THE PROBLEM
From the items below, collect every line that contains the string "green", treating uppercase and lowercase letters as distinct.

Dataset records:
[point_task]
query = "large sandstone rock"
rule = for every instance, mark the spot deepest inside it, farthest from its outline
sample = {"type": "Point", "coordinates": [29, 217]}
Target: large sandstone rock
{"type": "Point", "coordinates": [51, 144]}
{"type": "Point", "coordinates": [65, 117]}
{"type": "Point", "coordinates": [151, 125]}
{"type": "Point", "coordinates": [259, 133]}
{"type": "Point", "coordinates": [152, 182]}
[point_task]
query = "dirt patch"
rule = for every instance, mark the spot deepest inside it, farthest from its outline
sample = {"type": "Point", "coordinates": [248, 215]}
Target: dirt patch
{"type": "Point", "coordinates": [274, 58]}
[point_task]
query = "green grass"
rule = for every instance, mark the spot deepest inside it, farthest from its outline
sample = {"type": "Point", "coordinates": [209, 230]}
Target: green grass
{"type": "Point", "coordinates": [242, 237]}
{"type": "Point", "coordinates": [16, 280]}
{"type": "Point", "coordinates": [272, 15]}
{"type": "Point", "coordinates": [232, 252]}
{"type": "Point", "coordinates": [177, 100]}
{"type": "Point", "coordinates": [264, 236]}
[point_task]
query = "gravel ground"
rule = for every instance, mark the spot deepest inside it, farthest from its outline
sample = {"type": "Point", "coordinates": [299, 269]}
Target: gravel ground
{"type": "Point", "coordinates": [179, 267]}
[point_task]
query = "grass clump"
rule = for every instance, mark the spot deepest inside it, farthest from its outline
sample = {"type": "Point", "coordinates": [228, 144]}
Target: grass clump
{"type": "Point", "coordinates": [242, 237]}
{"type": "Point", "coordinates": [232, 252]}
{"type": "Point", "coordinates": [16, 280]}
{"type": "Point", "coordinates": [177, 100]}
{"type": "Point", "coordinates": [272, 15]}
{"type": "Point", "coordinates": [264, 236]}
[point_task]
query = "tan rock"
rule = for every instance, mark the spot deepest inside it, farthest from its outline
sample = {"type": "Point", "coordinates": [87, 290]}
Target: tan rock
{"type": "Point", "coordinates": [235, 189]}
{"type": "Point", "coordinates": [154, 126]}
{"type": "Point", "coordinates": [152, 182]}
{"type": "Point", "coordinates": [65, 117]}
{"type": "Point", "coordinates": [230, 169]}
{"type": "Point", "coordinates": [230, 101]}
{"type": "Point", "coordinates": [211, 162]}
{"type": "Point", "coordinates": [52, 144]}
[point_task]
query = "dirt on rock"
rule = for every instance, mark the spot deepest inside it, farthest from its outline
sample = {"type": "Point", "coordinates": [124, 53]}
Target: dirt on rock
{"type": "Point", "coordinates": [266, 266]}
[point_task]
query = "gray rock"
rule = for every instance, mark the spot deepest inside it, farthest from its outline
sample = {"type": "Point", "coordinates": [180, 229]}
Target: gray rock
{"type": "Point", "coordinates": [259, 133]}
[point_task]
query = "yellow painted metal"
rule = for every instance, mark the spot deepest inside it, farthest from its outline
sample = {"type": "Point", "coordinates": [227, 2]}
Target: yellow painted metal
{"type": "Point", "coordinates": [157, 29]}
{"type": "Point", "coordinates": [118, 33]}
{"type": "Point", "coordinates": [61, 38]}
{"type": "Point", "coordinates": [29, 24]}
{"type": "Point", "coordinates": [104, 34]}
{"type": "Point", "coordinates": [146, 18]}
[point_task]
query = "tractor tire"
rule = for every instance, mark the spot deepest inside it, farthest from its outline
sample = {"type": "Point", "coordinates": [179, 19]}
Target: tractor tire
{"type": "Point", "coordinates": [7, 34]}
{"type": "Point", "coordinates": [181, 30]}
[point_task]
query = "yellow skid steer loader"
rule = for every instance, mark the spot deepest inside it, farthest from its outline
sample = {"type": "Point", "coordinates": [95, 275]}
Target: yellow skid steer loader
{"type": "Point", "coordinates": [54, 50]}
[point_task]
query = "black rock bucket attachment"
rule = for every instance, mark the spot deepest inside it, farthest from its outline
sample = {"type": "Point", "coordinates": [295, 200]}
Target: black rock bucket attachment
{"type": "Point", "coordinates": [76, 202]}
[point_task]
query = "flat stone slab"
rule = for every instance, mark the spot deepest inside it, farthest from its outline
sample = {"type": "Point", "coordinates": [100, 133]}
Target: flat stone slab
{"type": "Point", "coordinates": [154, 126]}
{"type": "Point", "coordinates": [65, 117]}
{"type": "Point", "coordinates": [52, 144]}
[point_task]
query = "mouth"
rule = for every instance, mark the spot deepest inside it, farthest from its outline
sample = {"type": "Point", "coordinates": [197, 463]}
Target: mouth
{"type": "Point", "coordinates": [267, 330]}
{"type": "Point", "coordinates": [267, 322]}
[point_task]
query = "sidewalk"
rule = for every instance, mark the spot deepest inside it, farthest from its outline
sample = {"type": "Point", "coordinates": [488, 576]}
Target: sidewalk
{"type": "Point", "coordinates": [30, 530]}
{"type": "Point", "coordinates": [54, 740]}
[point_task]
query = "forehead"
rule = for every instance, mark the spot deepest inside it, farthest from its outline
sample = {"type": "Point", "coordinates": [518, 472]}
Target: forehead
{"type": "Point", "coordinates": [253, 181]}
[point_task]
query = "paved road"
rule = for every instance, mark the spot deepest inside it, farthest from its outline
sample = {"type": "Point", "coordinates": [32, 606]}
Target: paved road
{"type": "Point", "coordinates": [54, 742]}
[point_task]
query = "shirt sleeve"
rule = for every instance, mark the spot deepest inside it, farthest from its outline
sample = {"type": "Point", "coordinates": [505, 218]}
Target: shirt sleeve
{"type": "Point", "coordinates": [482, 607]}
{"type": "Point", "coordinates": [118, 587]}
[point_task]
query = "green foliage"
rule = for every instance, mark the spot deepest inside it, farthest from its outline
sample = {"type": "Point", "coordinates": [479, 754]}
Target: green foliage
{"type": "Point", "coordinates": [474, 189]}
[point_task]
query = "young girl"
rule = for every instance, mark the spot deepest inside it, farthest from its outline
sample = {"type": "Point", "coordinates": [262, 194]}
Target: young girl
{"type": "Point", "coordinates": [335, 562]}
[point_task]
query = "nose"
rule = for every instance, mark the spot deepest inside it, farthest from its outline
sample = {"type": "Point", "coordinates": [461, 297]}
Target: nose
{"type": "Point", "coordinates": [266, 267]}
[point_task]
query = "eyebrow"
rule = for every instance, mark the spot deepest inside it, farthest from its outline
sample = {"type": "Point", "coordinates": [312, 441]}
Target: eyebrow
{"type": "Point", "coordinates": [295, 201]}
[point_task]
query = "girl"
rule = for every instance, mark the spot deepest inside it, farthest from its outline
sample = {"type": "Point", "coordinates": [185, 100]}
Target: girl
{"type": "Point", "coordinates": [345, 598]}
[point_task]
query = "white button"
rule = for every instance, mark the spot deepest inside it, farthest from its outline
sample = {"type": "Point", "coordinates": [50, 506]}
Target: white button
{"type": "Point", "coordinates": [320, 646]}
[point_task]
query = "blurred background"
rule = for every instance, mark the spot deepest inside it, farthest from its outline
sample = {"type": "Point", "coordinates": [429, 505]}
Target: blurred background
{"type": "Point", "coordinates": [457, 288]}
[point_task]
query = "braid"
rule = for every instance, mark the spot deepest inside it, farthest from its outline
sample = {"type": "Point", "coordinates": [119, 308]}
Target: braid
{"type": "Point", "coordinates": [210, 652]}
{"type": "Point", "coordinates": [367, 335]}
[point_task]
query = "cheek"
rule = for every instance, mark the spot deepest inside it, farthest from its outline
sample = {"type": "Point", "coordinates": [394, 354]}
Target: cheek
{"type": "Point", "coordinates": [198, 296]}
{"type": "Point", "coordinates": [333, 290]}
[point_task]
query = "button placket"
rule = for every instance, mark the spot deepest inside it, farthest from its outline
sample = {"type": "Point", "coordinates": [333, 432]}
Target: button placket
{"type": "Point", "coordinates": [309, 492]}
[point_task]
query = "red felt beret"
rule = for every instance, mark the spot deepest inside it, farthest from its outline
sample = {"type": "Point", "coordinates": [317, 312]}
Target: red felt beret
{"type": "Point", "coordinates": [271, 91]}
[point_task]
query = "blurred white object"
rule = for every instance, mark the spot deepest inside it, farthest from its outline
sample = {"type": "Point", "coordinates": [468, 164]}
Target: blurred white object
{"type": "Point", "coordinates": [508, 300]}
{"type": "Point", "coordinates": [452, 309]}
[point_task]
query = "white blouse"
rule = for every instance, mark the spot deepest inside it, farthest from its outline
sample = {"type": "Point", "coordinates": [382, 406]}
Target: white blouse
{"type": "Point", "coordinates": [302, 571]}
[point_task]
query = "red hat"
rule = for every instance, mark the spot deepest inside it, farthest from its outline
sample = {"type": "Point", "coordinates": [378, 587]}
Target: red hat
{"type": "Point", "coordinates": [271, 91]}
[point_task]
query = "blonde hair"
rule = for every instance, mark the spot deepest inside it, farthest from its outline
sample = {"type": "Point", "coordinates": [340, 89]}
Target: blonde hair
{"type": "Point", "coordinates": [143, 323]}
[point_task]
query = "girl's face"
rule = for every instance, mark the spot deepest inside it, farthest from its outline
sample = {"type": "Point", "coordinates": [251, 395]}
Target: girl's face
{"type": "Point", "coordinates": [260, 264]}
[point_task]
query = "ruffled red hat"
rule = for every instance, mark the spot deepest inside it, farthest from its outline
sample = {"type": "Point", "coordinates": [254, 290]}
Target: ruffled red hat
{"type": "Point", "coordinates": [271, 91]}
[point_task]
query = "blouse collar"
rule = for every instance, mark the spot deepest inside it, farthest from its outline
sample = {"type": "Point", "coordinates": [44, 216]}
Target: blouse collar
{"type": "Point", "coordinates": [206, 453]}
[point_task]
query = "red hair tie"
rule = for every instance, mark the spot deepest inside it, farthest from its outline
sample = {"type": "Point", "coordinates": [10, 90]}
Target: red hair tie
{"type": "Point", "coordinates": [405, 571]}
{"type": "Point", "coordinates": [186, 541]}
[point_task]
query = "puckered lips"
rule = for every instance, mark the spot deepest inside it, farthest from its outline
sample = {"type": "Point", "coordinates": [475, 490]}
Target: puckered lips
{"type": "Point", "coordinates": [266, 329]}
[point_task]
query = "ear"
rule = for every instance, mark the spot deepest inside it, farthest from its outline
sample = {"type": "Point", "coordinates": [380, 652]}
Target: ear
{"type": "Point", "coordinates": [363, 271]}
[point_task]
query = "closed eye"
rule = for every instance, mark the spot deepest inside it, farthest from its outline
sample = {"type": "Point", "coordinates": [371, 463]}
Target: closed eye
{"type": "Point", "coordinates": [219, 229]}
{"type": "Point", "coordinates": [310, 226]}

EXERCISE RESULT
query = "green grass"
Target: green grass
query = "green foliage"
Target: green foliage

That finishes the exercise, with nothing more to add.